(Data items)

--------------------

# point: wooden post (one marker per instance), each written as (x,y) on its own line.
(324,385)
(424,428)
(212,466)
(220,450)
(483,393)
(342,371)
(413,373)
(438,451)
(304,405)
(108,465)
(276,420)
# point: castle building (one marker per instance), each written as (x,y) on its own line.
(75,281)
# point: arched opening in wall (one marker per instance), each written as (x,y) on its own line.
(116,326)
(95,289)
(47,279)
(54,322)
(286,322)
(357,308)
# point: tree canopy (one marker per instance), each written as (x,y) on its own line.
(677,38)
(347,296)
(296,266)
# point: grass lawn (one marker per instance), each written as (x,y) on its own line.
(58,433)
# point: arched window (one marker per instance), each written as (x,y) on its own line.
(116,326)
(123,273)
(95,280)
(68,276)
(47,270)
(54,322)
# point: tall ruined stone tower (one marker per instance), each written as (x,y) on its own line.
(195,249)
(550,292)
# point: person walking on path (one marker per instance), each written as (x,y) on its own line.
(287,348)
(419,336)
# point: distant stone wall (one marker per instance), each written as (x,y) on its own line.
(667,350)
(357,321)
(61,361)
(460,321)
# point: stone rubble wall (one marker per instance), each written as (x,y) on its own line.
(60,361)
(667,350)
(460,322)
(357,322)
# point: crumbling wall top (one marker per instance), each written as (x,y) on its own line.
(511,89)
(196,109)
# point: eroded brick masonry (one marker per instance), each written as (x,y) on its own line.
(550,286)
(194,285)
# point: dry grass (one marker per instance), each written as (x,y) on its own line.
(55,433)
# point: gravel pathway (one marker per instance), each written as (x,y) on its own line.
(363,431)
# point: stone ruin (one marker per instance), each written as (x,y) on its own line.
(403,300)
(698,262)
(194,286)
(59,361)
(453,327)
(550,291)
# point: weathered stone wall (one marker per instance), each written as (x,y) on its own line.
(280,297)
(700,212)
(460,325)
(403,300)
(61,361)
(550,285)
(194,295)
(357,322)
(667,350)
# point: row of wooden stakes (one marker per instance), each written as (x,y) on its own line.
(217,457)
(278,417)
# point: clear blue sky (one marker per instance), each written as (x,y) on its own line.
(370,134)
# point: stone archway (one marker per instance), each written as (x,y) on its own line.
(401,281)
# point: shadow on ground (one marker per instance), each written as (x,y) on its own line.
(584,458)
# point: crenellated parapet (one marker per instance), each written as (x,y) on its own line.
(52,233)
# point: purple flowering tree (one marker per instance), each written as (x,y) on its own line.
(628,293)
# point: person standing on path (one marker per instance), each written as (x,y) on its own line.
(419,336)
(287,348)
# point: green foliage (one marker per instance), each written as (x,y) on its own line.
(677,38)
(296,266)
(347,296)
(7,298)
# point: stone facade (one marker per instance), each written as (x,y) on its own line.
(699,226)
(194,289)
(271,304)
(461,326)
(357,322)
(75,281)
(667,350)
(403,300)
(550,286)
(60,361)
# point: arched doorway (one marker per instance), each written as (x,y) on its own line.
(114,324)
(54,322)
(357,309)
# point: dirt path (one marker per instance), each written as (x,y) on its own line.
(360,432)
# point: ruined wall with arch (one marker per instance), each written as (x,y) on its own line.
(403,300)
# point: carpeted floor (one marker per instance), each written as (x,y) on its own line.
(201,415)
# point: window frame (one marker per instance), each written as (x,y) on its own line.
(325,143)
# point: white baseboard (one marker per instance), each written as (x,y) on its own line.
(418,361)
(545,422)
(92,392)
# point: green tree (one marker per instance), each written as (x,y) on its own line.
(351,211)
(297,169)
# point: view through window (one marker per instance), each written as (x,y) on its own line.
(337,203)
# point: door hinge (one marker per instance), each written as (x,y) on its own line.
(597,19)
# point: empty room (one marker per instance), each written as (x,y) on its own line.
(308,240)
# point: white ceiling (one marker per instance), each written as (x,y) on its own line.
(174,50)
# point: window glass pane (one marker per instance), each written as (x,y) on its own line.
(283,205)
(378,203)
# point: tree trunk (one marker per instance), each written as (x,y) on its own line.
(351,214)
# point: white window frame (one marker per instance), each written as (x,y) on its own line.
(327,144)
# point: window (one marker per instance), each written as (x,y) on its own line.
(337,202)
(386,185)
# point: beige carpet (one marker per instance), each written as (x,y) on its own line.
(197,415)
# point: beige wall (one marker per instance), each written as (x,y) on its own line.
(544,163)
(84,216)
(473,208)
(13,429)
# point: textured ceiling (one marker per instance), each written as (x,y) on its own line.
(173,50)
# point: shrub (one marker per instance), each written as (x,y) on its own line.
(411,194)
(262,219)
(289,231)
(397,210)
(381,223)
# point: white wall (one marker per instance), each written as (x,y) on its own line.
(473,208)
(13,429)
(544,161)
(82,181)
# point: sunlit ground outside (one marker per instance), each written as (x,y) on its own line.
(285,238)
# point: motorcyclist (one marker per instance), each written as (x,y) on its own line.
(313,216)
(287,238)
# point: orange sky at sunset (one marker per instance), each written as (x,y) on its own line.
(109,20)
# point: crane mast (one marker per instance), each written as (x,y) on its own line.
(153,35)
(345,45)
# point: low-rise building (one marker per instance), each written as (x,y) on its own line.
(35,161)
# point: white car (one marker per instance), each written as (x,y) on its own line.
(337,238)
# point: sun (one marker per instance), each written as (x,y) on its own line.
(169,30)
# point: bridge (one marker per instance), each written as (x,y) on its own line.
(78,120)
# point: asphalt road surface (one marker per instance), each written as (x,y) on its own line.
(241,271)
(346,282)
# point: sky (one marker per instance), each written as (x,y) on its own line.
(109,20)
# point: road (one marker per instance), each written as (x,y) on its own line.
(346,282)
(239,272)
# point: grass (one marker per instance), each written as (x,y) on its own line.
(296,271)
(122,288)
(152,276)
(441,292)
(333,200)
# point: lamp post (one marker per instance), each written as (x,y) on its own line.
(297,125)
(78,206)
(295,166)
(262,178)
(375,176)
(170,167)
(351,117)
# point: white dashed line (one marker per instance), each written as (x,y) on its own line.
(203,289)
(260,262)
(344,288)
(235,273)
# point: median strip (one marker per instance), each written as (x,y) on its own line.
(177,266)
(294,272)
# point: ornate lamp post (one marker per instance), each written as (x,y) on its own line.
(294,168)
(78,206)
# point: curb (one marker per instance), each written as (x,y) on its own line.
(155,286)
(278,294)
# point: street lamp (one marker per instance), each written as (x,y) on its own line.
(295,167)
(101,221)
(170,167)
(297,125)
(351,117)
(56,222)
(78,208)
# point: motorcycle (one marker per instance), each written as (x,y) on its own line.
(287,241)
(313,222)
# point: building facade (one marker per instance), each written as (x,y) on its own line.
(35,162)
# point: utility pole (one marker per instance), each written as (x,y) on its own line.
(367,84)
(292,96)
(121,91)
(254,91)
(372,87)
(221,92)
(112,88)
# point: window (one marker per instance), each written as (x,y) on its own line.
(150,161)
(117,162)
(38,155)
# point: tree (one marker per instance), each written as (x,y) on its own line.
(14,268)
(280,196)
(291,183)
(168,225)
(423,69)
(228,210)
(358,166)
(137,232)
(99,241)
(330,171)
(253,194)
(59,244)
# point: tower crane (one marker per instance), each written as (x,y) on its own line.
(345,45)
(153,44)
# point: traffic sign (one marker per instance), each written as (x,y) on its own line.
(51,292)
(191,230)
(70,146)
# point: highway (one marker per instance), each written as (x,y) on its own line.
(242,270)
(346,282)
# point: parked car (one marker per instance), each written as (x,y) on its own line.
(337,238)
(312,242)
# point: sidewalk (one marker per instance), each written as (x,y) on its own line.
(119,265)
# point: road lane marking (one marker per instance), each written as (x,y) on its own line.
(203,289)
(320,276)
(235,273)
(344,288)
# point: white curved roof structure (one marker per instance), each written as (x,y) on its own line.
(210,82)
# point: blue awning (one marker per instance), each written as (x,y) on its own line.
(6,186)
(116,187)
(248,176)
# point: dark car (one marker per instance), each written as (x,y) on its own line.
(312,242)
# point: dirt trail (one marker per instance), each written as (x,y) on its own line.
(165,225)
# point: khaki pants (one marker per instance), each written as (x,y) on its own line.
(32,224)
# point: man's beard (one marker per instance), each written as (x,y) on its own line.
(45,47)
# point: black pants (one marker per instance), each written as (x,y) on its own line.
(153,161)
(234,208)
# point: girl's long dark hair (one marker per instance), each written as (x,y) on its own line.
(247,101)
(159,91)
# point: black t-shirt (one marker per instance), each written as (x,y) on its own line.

--------------------

EXERCISE BRIEF
In the records above, locate the line that contains "# point: blue". Repeat it and every line after it, exactly, and nothing else.

THE ANSWER
# point: blue awning (one marker per instance), each written as (x,y) on its own line.
(6,186)
(116,187)
(248,176)
# point: dark car (one marker per instance), each written as (x,y) on its own line.
(312,242)
# point: dirt trail (one marker per instance), each written as (x,y) on its own line.
(165,225)
# point: khaki pants (one marker per instance), each written as (x,y) on its own line.
(32,224)
# point: man's beard (one marker per instance), each written as (x,y) on its own line.
(45,47)
# point: black pants (one marker per instance), each written as (x,y) on its own line.
(153,161)
(234,208)
# point: girl's long dark hair (one marker per instance), each written as (x,y) on its own line.
(247,101)
(159,91)
# point: black t-shirt (one marker per instance), each written as (x,y) on its own line.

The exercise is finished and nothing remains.